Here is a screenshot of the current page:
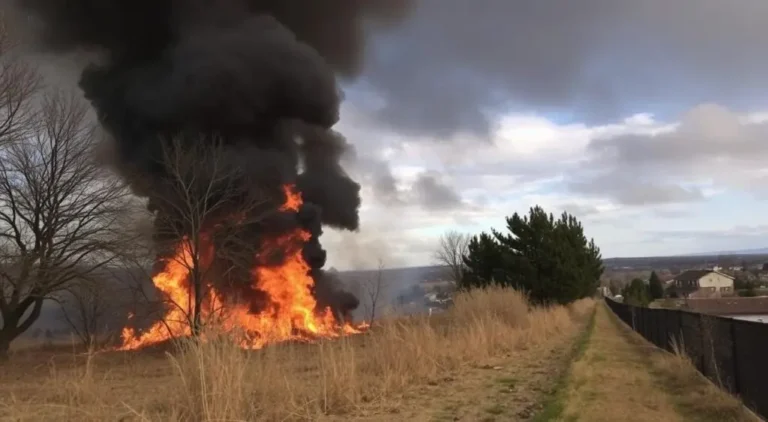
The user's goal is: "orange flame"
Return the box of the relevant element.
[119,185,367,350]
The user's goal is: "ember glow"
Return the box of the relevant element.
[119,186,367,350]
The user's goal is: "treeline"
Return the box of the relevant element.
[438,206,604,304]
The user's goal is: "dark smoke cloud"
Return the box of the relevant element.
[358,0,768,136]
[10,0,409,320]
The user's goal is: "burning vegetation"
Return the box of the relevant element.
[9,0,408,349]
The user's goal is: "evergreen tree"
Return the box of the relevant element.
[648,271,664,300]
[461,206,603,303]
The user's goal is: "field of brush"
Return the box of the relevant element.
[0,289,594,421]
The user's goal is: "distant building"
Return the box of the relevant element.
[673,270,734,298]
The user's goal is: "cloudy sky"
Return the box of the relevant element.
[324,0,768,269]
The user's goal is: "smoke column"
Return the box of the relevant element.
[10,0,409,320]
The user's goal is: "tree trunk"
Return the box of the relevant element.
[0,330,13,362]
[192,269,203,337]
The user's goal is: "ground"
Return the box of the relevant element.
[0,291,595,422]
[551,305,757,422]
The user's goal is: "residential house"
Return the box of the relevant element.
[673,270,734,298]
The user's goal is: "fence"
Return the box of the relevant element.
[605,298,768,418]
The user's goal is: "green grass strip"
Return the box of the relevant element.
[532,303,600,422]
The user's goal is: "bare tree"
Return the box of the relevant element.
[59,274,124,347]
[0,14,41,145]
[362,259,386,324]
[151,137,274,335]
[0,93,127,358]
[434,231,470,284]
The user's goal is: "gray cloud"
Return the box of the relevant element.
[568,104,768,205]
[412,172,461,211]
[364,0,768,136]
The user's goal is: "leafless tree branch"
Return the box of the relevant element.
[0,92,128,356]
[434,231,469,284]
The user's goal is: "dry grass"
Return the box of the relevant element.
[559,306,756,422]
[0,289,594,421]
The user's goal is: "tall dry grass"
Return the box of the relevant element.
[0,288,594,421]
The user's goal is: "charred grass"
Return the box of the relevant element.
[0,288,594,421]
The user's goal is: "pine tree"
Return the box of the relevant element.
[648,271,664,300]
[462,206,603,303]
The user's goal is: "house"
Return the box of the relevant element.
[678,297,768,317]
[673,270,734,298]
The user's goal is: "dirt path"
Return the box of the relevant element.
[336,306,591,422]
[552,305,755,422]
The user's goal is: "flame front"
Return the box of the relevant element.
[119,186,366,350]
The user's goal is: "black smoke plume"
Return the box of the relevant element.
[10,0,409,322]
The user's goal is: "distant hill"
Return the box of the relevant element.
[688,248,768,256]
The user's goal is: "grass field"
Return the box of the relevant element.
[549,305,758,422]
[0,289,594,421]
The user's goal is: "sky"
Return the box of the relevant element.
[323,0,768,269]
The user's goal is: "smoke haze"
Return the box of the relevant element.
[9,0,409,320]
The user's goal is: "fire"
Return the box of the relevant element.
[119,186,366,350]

☆ ☆ ☆ ☆ ☆

Exercise prompt: Format the entries from the very start through the line holding "[119,186,367,350]", both ends included, as a JSON list of strings, one string per line and no blank lines. Leave the picture out.

The result:
[
  "Here is a screenshot of the current page:",
  "The user's goal is: \"orange flame\"",
  "Return the box of the relevant element.",
  "[119,185,367,350]",
  "The user's goal is: \"ember glow\"",
  "Return the box of the relevant element.",
  "[119,186,367,350]"
]